Source document -
┌────────

Friday, March 8, 2013

Credit Where Credit is Due...

 
 
Vice-Admiral Vasili Alexandrovich Arkhipov  1926-1998
 
 
 
The new book, The Littlest RaceHorse -- begins during the week of what was known as The Cuban Missile Crisis -- October 1962.  A week that almost brought down a genuine apocalyptic curtain on the future dreams of humanity.  One man, never recognized...perhaps forgotten...kept our play on life's perilous stage.  I figure I might owe him my life.  I certainly owe him this page. We all do. 


Author’s Note

 

         
     Many of the issues surrounding the Cuban Missile Crisis will never be fully known.  Time passes, along with the participants, though the sensitivity about the internal machinations of diplomacy…or its failure, remain.  As such, the truth may never be fully known.

└────────

Exercise task 1 - Pick out and copy every line in the entries below that contains the word "garland". Case counts.

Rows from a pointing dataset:
┌────────

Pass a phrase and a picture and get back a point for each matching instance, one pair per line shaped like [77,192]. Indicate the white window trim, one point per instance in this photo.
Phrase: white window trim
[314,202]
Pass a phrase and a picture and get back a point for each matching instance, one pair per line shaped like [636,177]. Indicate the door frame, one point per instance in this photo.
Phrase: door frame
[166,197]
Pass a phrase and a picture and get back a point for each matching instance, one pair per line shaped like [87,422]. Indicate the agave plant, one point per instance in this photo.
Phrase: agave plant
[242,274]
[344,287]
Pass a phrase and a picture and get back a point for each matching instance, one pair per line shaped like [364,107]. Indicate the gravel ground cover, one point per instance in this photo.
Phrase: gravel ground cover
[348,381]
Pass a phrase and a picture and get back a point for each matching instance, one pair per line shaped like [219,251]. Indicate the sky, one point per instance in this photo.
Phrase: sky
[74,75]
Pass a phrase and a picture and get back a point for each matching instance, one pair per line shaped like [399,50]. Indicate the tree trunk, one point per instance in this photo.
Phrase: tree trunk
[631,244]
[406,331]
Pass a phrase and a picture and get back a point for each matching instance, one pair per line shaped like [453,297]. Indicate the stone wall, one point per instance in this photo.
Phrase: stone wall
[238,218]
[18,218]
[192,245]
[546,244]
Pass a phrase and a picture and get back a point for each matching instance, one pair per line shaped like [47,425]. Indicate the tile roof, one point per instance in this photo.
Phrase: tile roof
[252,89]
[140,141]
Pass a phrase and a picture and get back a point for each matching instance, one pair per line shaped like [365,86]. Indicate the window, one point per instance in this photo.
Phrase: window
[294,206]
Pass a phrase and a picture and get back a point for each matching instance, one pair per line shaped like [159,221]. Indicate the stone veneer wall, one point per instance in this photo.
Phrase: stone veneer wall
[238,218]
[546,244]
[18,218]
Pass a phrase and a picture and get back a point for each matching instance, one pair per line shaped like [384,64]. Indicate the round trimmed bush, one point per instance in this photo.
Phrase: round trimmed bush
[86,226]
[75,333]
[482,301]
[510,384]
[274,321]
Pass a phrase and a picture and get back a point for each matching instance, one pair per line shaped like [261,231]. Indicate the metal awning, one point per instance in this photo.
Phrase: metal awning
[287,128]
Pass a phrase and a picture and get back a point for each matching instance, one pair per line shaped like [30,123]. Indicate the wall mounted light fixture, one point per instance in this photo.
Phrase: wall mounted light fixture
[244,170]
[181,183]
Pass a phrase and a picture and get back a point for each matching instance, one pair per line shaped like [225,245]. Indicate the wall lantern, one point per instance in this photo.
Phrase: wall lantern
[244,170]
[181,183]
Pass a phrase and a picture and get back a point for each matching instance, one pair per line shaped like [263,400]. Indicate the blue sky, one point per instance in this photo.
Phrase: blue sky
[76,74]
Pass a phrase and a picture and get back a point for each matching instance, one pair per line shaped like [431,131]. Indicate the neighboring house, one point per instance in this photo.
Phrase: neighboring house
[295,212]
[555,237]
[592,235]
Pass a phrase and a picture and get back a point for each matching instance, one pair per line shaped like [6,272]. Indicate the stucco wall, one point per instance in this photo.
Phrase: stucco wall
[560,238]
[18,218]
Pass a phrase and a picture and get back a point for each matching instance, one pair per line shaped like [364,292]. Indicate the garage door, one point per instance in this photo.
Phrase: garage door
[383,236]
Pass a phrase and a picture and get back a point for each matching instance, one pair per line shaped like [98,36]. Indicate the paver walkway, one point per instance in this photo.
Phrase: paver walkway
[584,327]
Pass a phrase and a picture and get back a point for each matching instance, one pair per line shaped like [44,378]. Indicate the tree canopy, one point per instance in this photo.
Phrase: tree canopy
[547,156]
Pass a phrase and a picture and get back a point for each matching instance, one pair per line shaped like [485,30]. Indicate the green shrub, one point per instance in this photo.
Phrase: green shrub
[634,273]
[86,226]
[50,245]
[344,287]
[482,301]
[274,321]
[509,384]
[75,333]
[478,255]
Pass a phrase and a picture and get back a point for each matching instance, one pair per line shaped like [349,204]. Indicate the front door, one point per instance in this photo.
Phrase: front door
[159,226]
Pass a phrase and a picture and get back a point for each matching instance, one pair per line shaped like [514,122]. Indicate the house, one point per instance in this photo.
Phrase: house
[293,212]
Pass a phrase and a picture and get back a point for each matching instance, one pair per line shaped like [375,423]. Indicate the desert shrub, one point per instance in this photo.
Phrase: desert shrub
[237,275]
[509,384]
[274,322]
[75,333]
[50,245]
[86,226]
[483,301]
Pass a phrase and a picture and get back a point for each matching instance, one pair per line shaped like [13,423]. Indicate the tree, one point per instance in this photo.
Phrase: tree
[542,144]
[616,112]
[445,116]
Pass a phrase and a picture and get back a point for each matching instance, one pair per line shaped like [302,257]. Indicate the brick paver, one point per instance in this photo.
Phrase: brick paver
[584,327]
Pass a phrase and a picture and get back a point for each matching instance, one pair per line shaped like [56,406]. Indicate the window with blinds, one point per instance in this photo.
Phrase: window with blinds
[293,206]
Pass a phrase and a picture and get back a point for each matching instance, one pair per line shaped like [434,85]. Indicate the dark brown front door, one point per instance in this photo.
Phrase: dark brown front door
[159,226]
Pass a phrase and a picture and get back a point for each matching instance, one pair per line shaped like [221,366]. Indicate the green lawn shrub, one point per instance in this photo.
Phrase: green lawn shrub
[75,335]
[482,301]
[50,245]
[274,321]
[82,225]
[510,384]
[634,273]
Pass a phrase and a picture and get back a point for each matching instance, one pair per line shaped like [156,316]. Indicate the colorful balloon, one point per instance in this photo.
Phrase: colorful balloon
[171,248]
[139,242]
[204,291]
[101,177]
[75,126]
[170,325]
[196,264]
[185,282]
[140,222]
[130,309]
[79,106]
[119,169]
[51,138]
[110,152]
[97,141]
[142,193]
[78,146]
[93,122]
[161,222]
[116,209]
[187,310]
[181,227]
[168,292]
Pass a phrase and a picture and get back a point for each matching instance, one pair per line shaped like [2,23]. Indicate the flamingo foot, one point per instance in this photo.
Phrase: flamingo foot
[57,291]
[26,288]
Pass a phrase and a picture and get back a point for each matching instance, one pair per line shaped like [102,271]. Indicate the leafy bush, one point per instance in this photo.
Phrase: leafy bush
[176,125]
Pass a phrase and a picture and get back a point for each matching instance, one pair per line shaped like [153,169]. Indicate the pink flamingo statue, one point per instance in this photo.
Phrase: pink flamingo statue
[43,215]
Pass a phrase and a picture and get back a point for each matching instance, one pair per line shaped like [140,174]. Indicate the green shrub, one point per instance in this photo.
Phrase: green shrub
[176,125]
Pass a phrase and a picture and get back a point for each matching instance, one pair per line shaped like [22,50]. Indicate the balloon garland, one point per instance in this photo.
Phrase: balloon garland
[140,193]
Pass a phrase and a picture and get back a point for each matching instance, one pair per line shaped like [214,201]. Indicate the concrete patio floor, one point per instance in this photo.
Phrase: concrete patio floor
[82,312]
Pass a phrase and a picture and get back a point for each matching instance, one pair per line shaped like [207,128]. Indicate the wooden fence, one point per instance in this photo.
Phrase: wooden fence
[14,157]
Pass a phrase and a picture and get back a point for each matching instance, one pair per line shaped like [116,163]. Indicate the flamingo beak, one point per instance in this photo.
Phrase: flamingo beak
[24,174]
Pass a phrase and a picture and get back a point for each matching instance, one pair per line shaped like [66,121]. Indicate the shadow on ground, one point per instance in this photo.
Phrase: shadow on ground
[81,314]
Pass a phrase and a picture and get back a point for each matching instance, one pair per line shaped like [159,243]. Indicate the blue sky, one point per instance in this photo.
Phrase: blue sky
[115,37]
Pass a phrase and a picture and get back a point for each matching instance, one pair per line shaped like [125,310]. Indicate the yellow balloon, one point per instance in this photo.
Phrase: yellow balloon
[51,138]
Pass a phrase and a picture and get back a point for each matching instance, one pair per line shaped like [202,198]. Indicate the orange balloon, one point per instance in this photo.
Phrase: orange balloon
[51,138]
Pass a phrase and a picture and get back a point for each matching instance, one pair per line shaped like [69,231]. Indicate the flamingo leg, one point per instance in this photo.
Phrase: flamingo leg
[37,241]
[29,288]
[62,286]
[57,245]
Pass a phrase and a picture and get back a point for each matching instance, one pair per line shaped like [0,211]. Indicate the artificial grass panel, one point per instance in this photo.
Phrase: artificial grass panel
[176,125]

└────────
┌────────

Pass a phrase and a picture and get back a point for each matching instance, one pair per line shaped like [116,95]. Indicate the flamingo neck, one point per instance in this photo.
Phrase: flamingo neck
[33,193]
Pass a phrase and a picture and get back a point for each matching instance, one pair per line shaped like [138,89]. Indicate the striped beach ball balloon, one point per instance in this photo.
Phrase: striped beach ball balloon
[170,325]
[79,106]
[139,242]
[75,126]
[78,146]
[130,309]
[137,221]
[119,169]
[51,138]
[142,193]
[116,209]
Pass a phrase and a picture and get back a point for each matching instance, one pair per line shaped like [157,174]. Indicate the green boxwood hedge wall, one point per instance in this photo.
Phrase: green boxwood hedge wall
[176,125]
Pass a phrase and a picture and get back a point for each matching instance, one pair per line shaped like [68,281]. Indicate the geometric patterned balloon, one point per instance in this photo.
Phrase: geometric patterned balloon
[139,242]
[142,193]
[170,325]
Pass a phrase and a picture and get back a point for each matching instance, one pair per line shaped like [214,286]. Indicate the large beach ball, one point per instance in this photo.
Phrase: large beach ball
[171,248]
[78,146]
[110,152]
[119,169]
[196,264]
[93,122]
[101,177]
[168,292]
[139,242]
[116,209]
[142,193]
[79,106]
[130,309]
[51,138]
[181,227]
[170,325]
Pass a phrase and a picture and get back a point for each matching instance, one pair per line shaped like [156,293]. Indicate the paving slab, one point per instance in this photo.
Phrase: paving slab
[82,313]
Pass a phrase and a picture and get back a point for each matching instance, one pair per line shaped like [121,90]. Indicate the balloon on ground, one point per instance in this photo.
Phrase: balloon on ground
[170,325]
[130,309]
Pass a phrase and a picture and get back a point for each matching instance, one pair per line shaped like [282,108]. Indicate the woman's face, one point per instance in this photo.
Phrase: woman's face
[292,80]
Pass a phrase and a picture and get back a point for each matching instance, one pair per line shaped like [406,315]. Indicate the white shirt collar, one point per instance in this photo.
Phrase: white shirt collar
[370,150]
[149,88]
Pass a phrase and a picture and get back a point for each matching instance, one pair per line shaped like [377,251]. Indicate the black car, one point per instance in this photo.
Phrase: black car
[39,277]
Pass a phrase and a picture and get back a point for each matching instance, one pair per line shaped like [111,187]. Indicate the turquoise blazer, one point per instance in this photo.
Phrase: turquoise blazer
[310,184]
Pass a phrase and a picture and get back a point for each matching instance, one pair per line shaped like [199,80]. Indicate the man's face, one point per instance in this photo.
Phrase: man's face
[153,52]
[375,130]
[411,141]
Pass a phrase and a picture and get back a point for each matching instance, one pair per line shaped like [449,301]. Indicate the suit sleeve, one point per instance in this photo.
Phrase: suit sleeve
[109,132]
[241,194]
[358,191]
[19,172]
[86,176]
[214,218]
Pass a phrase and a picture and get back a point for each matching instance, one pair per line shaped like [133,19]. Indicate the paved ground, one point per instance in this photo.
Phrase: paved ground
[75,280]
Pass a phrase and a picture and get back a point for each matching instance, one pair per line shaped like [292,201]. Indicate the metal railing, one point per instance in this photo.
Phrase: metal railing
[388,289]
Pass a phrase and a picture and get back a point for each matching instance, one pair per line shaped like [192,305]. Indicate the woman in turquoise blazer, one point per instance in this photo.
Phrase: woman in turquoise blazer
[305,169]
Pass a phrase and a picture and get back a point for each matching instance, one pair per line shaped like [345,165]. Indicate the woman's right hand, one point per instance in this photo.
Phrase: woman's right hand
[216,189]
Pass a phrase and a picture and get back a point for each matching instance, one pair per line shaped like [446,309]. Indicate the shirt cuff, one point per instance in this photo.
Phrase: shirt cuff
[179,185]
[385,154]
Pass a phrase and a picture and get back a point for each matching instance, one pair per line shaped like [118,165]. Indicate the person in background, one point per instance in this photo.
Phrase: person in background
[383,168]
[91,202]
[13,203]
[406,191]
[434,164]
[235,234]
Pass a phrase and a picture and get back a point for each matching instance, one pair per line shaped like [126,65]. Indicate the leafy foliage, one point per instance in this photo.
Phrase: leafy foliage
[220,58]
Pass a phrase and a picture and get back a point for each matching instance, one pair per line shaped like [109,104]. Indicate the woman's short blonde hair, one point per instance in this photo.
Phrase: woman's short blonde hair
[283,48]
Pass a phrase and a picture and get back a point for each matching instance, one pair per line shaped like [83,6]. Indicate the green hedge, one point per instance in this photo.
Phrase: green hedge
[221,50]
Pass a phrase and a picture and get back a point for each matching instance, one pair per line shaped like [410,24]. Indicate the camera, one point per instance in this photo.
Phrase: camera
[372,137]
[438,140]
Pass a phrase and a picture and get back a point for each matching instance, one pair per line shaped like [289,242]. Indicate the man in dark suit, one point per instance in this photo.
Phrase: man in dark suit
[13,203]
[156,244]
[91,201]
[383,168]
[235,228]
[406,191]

└────────

Exercise task 2 - Please translate this sentence from the Cuban Missile Crisis post into Spanish: "Many of the issues surrounding the Cuban Missile Crisis will never be fully known."

Final result 1 -
Pass a phrase and a picture and get back a point for each matching instance, one pair per line shaped like [22,50]. Indicate the balloon garland, one point per instance in this photo.
Phrase: balloon garland

Final result 2 - Muchas de las cuestiones relacionadas con la crisis de los misiles de Cuba nunca se conocerán por completo.